**TEXT SECTION**
--*--

Friends, if you’re going to be passionate about the kingdom of God, you’ve got to wake up. You’ve got to wake up from the lull and you’ve got to strengthen it. We can’t just use our words and say we’re Christians. Knowing the Lord, knowing His saints, abiding with them. This is how we stay awake. This is how we stay strong. So don’t neglect these gifts. Don’t neglect these gifts and these helps to you.

The next imperatives, though, if you’re going to recover a lost kingdom passion,

Jesus says, remember, keep and repent. Remember, keep and repent.

So looking there at verse three, verse three, remember then what you received and heard. Keep it and repent.

--*--

**EXCERPTED RECORDS**
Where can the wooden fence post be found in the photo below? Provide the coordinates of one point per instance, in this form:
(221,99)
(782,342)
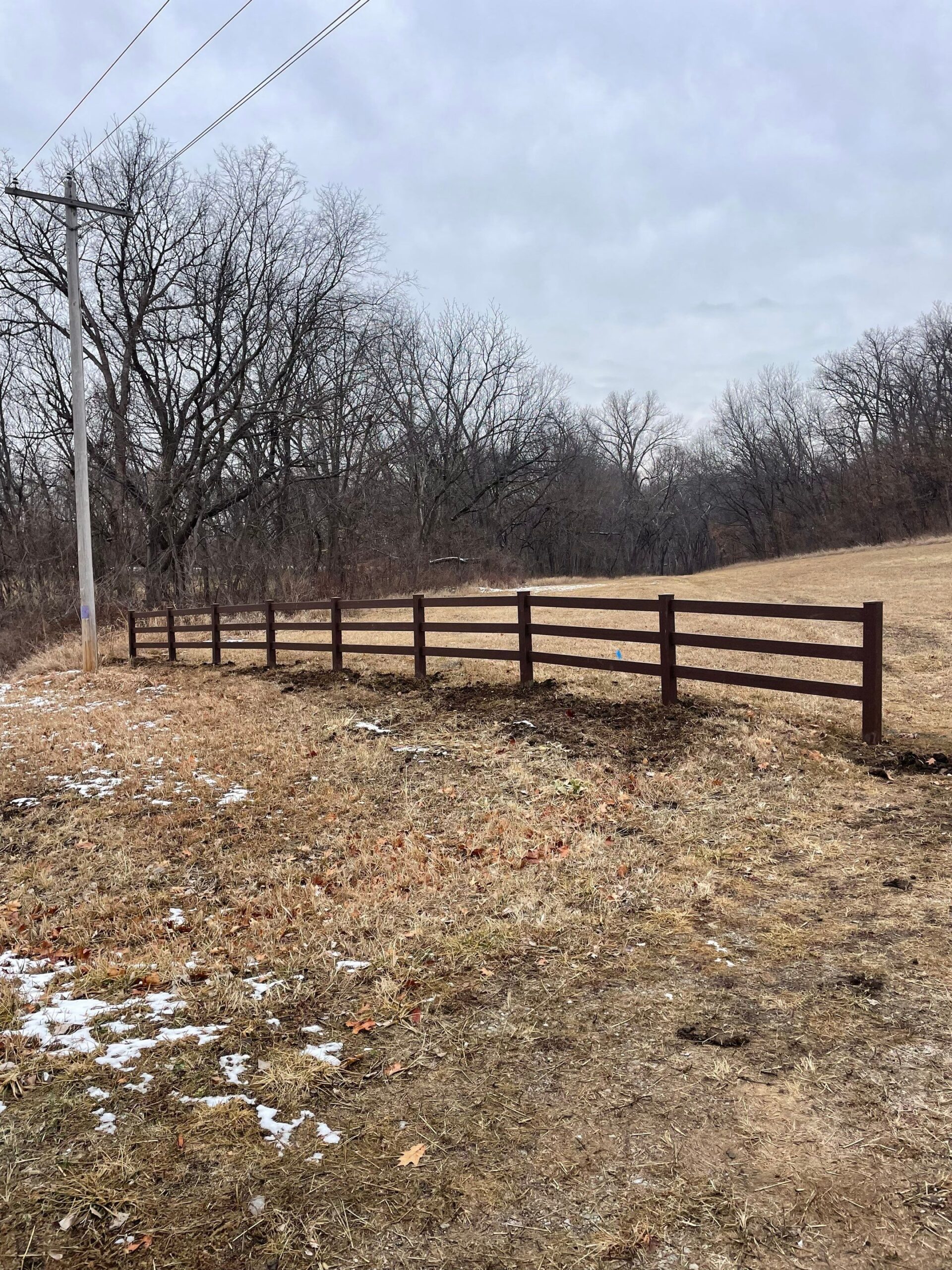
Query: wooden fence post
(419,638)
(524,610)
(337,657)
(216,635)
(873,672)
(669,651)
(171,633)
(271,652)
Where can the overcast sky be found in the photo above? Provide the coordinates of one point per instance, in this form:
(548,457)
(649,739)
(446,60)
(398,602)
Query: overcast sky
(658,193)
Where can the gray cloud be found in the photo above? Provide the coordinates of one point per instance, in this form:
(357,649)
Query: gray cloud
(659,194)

--*--

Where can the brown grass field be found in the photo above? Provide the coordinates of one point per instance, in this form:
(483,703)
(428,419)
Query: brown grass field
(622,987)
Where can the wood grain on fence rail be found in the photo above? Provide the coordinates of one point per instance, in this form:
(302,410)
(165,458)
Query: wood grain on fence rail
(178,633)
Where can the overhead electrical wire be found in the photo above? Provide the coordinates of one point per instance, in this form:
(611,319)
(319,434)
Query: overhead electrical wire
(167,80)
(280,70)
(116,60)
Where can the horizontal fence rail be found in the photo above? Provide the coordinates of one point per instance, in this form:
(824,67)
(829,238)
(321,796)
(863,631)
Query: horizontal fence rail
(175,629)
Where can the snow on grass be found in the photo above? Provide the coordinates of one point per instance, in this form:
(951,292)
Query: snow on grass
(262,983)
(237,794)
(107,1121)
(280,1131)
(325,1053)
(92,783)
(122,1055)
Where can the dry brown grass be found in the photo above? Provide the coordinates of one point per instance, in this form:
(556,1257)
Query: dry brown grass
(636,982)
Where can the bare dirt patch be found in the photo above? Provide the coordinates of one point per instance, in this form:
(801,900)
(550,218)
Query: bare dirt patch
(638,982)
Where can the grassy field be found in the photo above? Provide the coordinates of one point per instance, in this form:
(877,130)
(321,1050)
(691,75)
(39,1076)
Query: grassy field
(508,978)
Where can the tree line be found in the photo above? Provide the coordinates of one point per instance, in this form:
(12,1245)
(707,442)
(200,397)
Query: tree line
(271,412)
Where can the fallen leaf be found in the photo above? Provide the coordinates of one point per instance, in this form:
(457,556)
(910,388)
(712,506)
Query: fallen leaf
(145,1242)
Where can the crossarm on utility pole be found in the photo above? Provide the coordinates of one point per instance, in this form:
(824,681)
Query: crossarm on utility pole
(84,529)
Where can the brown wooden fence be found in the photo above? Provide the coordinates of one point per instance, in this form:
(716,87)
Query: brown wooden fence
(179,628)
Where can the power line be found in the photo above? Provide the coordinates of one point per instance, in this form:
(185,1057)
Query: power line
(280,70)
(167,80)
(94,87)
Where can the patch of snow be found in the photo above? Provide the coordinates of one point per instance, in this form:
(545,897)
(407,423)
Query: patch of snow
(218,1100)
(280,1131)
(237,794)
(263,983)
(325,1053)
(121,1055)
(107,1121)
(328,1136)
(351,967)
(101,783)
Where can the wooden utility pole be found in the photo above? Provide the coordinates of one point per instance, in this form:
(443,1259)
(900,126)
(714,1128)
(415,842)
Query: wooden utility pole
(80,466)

--*--

Return the sermon passage verbatim, starting with the words "Friends, if you’re" and ending after "helps to you.".

**SOLUTION TO THIS PROBLEM**
Friends, if you’re going to be passionate about the kingdom of God, you’ve got to wake up. You’ve got to wake up from the lull and you’ve got to strengthen it. We can’t just use our words and say we’re Christians. Knowing the Lord, knowing His saints, abiding with them. This is how we stay awake. This is how we stay strong. So don’t neglect these gifts. Don’t neglect these gifts and these helps to you.